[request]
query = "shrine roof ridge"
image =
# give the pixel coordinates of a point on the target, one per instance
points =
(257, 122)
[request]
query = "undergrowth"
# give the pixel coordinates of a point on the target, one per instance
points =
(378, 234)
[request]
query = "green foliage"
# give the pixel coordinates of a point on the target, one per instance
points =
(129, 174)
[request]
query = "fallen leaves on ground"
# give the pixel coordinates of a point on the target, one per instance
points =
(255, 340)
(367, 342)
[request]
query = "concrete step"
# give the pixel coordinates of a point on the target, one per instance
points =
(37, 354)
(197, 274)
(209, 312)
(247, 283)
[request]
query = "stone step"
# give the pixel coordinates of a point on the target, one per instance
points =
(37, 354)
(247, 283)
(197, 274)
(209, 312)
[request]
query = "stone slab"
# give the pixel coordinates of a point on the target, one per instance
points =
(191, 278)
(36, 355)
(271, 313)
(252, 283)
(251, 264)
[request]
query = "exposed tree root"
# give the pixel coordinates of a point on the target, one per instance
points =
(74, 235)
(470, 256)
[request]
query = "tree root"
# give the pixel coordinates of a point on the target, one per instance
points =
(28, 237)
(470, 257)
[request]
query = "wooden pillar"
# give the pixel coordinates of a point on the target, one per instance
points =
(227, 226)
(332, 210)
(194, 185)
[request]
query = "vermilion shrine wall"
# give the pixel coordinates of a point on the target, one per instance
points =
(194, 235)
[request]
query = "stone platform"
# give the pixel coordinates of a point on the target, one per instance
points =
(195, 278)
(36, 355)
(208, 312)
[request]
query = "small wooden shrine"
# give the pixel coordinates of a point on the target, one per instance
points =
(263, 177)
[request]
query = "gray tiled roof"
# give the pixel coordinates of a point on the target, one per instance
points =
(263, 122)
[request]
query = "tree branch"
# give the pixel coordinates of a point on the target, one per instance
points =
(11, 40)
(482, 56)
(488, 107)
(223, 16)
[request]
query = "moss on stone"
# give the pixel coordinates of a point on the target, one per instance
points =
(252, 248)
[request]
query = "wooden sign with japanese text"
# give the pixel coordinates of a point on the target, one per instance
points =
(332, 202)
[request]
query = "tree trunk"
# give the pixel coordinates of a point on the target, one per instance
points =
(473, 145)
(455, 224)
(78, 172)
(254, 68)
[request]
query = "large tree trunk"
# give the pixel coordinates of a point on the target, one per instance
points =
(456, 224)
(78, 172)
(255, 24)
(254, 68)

__Action item__
Extract the full listing above without altering anything.

__Completed task__
[request]
query = "shrine roof ridge"
image =
# give the pixel coordinates of a point on the target, one per instance
points =
(257, 122)
[request]
query = "undergrowth"
# give the pixel coordinates of a point on the target, one per instance
points =
(378, 234)
[request]
query = "green foliage"
# give the pixel coordinates of a point on the target, one per instance
points =
(129, 174)
[request]
query = "fallen leaves on ground"
# give the pixel coordinates of a point on the target, one per instance
points =
(255, 340)
(367, 342)
[request]
query = "concrete step"
# give the pixel coordinates of a point on the target, one per instance
points =
(37, 354)
(197, 274)
(209, 312)
(247, 283)
[request]
query = "stone step"
# give the pixel coordinates of a point on the target, one per instance
points =
(37, 354)
(247, 283)
(197, 274)
(209, 312)
[request]
query = "stone slab"
# give the pixel coordinates of a point on the target, one per instance
points =
(191, 278)
(36, 355)
(271, 313)
(252, 283)
(251, 264)
[request]
query = "exposed tree root"
# give the pixel coordinates of a point on the target, one per instance
points =
(74, 235)
(470, 256)
[request]
query = "tree root"
# give the pixel coordinates of a point on the target, one per instance
points =
(28, 237)
(470, 257)
[request]
query = "wooden pillar"
# give the pixel coordinates of a point on the target, one per instance
points =
(227, 226)
(332, 210)
(194, 185)
[request]
query = "vermilion shrine wall"
# give the pixel coordinates of a point on the target, one per instance
points =
(194, 235)
[request]
query = "stone platform"
# give the pixel coordinates of a point on the target, one per instance
points =
(195, 278)
(36, 355)
(208, 312)
[request]
query = "small wooden shrine"
# give the pixel coordinates of a point on the target, one per instance
points =
(263, 177)
[request]
query = "gray tiled roof"
# give the pixel coordinates of a point on the target, one per instance
points =
(263, 122)
[request]
query = "tree branch"
# give the pixel coordinates of a point on the target, one per instance
points =
(11, 40)
(482, 56)
(488, 107)
(223, 16)
[request]
query = "moss on stone"
# give the pixel coordinates of a point on the target, one per instance
points =
(252, 248)
[request]
query = "wooden sign with japanese text"
# give the pixel coordinates of a point on the target, one per instance
points =
(332, 202)
[request]
query = "tree trunk"
# give the pixel coordinates of a point on the target, one per instance
points =
(473, 145)
(455, 224)
(78, 172)
(254, 68)
[request]
query = "large tree trunk"
# give the pixel coordinates of a point on the target, one per instance
points =
(456, 224)
(78, 172)
(255, 24)
(254, 68)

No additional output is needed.